Work request> Scan the entries below. Report each line where the string "instance" occurs.

** Records provided follows **

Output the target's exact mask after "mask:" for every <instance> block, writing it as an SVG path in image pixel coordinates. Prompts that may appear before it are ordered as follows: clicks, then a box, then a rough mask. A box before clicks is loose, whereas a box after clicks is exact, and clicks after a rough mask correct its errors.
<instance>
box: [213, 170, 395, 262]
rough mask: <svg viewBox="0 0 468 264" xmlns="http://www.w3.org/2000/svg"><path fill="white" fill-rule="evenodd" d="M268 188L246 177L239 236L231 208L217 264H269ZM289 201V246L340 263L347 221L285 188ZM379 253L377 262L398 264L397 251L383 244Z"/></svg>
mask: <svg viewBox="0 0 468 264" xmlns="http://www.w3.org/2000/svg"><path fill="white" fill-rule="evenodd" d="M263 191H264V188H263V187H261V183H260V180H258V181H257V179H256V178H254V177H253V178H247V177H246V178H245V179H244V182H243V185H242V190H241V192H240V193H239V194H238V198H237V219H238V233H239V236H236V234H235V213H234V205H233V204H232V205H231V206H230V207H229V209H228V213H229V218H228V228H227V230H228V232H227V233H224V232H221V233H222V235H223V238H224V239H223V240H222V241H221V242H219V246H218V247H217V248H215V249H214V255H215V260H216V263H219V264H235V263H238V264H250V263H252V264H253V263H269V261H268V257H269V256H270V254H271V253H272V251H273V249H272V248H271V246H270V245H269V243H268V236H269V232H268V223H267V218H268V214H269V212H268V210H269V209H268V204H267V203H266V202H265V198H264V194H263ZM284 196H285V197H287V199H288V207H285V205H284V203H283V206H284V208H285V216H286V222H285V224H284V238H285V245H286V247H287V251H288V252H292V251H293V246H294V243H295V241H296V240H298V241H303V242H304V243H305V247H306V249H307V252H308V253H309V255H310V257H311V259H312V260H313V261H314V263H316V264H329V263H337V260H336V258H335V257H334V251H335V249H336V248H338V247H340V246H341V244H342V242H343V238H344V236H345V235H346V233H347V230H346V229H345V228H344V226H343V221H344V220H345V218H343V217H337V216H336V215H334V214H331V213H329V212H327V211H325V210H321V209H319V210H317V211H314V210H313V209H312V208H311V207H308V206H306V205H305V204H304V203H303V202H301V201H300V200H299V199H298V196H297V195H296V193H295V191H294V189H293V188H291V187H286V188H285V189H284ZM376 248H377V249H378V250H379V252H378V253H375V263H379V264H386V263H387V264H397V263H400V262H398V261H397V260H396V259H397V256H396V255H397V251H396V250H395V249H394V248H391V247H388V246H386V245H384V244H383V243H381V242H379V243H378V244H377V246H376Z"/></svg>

** End of Records provided **

Response>
Output the target's exact mask after "mask:" for every <instance> block, writing it as an SVG path in image pixel coordinates. Prompts that may appear before it are ordered as follows: clicks, then a box, then a rough mask. A box before clicks is loose, whereas a box after clicks is exact, and clicks after a rough mask correct its errors.
<instance>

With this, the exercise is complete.